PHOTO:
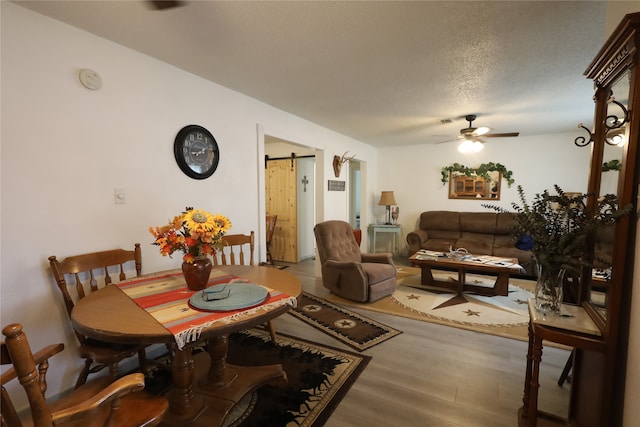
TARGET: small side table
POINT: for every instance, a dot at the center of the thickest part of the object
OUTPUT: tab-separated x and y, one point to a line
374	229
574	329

...

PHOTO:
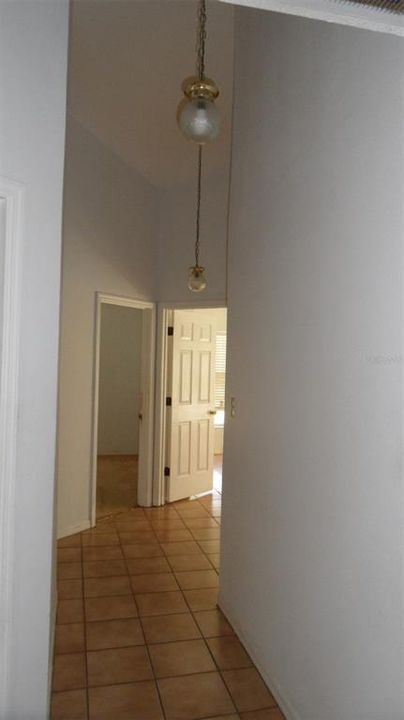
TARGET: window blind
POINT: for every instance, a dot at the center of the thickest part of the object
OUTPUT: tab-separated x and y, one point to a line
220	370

- Exercise details -
Please count the lines of the material above that contain "TARGET", and give only the number.

- Exercise solution -
2